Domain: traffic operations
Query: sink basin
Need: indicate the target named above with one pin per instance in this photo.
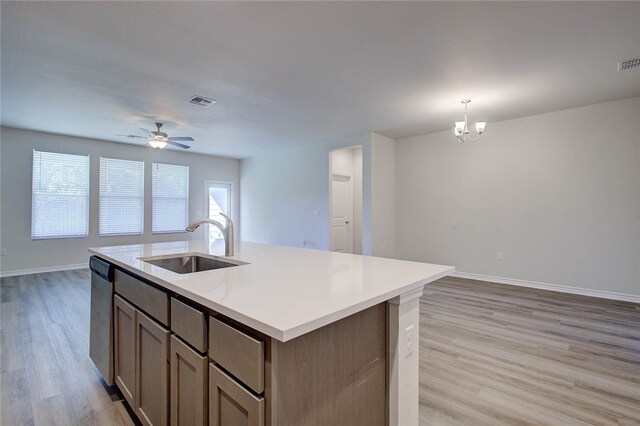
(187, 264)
...
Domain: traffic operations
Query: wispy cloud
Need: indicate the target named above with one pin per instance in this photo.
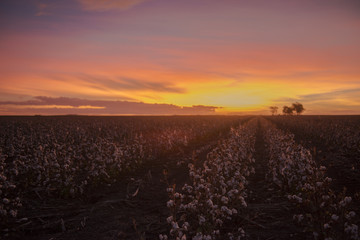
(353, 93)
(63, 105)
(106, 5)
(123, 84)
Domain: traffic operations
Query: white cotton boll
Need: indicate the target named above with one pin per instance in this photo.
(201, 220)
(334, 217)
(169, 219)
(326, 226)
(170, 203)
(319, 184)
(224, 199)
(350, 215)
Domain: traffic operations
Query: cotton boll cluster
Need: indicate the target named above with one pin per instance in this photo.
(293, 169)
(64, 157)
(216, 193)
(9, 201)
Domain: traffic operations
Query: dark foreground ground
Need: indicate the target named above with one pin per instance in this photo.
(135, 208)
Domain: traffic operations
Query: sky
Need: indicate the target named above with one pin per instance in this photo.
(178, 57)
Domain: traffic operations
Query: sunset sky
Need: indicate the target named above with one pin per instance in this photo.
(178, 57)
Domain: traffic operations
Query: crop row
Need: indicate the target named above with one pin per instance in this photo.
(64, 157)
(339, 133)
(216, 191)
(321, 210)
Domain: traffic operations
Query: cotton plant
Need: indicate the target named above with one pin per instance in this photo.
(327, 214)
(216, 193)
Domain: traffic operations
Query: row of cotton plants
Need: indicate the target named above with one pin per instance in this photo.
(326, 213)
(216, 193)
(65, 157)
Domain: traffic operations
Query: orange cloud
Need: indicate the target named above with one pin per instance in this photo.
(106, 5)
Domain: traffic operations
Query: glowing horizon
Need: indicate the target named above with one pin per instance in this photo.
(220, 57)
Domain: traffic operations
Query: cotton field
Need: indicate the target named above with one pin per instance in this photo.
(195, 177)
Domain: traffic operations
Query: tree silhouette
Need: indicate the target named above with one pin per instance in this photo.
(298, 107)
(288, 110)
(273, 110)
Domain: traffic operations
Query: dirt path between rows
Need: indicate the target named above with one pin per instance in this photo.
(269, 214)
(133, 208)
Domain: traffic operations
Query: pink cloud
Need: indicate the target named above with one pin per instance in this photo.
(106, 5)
* * *
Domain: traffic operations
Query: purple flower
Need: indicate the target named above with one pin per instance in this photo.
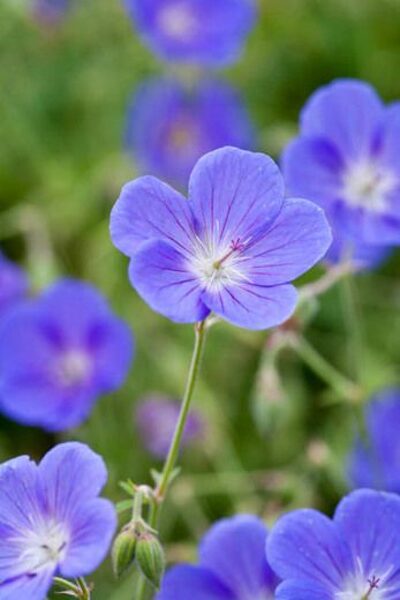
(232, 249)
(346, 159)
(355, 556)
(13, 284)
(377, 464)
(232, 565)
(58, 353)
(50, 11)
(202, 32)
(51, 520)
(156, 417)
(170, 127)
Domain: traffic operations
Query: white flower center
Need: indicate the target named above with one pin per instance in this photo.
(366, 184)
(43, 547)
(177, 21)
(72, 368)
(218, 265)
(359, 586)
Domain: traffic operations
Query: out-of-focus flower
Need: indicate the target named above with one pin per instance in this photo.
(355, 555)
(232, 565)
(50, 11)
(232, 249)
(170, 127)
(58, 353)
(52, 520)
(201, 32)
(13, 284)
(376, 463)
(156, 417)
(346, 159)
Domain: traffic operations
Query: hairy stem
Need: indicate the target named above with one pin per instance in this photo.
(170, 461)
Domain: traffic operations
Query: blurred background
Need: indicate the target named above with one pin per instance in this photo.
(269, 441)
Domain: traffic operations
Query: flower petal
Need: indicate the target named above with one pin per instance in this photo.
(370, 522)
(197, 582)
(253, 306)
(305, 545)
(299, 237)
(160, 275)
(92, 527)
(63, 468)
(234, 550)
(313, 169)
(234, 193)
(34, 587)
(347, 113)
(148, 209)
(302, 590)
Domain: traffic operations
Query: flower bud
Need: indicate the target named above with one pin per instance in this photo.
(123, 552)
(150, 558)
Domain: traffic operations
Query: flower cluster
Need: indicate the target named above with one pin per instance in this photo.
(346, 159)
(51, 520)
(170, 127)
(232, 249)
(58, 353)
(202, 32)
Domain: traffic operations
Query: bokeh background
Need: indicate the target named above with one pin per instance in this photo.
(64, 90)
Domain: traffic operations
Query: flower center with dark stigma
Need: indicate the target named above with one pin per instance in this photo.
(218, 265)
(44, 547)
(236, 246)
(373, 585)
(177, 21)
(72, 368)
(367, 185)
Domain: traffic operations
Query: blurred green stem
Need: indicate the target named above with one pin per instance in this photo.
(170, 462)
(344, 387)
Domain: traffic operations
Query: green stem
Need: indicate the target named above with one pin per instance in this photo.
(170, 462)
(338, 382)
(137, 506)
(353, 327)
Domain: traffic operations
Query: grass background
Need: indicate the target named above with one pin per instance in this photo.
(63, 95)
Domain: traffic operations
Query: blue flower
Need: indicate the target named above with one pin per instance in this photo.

WHAT TO DO → State how many lines of the material contain the word "cotton", giving only the number.

THE REPLY → 5